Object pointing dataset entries
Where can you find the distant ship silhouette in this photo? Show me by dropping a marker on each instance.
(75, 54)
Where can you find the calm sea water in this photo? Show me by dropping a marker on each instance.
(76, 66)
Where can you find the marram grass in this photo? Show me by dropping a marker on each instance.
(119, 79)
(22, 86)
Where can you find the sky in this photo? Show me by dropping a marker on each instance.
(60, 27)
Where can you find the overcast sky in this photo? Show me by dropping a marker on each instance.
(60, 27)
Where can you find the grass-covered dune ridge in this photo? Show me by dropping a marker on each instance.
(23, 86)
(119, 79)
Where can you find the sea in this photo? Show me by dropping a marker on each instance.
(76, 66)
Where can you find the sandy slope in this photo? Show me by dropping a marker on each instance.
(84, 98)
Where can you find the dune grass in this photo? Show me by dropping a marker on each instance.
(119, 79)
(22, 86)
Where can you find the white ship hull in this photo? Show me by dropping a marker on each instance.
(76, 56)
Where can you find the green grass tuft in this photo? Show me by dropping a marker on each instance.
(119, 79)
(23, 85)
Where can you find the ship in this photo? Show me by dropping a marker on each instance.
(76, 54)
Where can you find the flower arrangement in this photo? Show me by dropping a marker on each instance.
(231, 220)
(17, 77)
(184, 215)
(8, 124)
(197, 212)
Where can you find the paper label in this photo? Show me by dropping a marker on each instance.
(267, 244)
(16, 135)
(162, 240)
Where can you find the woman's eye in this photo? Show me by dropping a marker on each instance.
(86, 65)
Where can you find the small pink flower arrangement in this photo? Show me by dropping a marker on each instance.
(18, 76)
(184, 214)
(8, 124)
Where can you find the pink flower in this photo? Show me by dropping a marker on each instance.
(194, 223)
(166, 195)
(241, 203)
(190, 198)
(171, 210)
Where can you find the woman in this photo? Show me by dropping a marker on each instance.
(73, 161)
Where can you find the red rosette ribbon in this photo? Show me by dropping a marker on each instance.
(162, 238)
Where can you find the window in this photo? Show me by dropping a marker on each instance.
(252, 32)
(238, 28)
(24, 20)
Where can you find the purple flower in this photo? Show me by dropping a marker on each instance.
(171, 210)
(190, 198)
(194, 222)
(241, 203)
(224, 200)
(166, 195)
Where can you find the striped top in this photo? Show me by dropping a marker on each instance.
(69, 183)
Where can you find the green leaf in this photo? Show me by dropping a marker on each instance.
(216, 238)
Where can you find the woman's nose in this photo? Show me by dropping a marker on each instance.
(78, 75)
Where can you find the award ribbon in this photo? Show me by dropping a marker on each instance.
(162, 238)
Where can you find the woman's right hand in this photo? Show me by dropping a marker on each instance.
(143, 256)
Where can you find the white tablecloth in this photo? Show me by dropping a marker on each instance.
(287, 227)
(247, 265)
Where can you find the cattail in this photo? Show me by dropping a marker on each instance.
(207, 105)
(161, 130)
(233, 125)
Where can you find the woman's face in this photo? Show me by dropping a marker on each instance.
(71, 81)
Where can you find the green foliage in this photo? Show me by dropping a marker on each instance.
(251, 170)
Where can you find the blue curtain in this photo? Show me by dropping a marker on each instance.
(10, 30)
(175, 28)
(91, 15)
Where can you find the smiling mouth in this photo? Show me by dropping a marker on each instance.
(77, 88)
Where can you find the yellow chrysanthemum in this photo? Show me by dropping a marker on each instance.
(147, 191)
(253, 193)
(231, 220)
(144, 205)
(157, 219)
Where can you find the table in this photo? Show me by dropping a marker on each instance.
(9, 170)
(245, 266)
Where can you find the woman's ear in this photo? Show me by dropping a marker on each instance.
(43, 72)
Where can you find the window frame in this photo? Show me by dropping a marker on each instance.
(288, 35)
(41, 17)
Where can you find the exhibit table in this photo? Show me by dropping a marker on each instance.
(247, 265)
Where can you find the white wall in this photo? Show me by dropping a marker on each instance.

→ **What is asked**: Duplicate all of the entries above verbatim.

→ **Solution to the exercise**:
Where can you find the distant ship silhouette in this photo? Show me by dropping a marker on each instance.
(75, 54)
Where can you find the calm sea water in this photo? Show me by dropping a marker on each instance.
(76, 66)
Where can you find the marram grass in this photo? Show me by dropping a marker on each instance.
(119, 79)
(22, 86)
Where can you find the sky in this photo? Show me by dropping a marker on each instance.
(60, 27)
Where can you find the overcast sky in this photo? Show me by dropping a marker on each instance.
(60, 27)
Where can you find the grass-covered dune ridge in this photo? Show me by dropping a marker on each instance.
(23, 86)
(119, 79)
Where can you find the sea in this photo? Show me by dropping a marker on each instance.
(76, 66)
Where can you find the sandy slope in this photo? Show me by dropping a marker on each instance.
(84, 98)
Where can you find the dune grass in this photo? Show me by dropping a marker on each instance.
(119, 79)
(22, 86)
Where can you find the white ship hull in this photo? Show me by dropping a marker on each instance.
(76, 56)
Where can you find the green grass tuft in this photo? Show me by dropping a marker on each instance.
(119, 79)
(23, 85)
Where can you find the ship in this photo? Show me by dropping a marker on each instance.
(76, 54)
Where can you find the flower arrangement in this photo? Show me by dropping a marker on each instance.
(231, 220)
(17, 77)
(184, 215)
(8, 124)
(197, 212)
Where can you find the paper label in this photo? Show me by dropping a marker on each instance.
(267, 244)
(16, 135)
(162, 240)
Where can you find the woman's eye in this photo? Show me by dropping a marker on each instance.
(86, 65)
Where can you find the small pink flower arrangement in this photo? Show me by dropping a marker on each instance.
(18, 76)
(184, 214)
(8, 124)
Where can you find the pink flower in this photo? Show me by dropping a marker on each instance.
(194, 223)
(166, 195)
(241, 203)
(190, 198)
(171, 210)
Where can you find the woman in this photo? Show me by dropping a marker on each instance.
(73, 161)
Where can you find the red rosette ribbon in this photo? Show me by dropping a marker on each instance.
(162, 238)
Where can you find the window in this photo? Show me by dropping a marker on each instance.
(252, 32)
(238, 28)
(24, 20)
Where can you find the purple flower in this photo? Show me by dropping a marker on each instance.
(171, 210)
(190, 198)
(194, 222)
(241, 203)
(224, 200)
(166, 195)
Where can you find the striped top in this photo? Show me by dropping a marker on each instance.
(69, 183)
Where can you find the green leaf in this photo? Show me by dropping a marker on each instance.
(216, 238)
Where can you find the woman's nose in this photo? Show me by dropping a marker on each instance.
(78, 75)
Where can you find the award ribbon in this photo? Show me by dropping a marker on each instance.
(162, 238)
Where can you find the woman's right hand in this photo? Show me by dropping a marker on each instance.
(143, 256)
Where can you find the white tablecloth in this photo? Show me by dropping a marker on each instance.
(287, 227)
(247, 265)
Where can you find the cattail in this photo? Show me by dropping a marker on each instance.
(207, 105)
(161, 130)
(233, 125)
Where can you find the woman's face in this photo? Show me by dropping a marker on each instance.
(71, 81)
Where can you find the green foliage in this photo? Show me by dropping a marker on each instance.
(251, 170)
Where can you find the blue curtain in this photo? Show me by dropping a marker on each instance.
(10, 30)
(175, 28)
(91, 15)
Where can you find the smiling mouth in this photo? Show me by dropping a marker on each instance.
(77, 88)
Where can you find the yellow chrysanthemum in this photo? Show me by dropping a marker on each instance.
(147, 191)
(253, 193)
(231, 220)
(144, 205)
(157, 219)
Where can you find the table in this photo? Show me by dropping a marker on each instance.
(9, 170)
(245, 266)
Where can you find the woman's ear in this photo? Show me by dropping a marker on each instance.
(43, 72)
Where can you find the window frame in this photo? Show me by dropping a marker on each instance.
(288, 35)
(41, 17)
Where can you find the exhibit table in this photo? Show me by dropping a marker on each instance.
(247, 265)
Where can you find the white wall in this photo? Show me by dropping a marker on each instance.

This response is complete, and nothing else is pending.